Selected passage:
__________________________________________________
East Avenue: Your Dream Asian Hip-Hop Crew

Want to try broadening your music tastes, but don’t know where to start? We here at Vulture have got you covered by making life easier for you to navigate a whole new world of Asian music. Listen to one track or play them on repeat; we guarantee that these tunes are sure to spice up your playlist. And you can pretend to be more refined and international about your music tastes to your friends too.

For the past month, we’ve been putting together our dream team of hip-hop musos that kill it on stage. There’s nothing like busting out those rhymes to get you into the mood.
__________________________________________________
Directive 1: According to the East Avenue piece, how long has Vulture been putting together its dream team of hip-hop musos?
Directive 2: List every phrase in the East Avenue piece that contains the word "music" on its own.
The listing after this point has no connection to the East Avenue piece.

Data provided:
__________________________________________________
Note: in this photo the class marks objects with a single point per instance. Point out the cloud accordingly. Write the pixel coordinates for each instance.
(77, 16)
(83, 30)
__________________________________________________
Written response 1: For the past month.

Written response 2:
- "broadening your music tastes"
- "a whole new world of Asian music"
- "about your music tastes"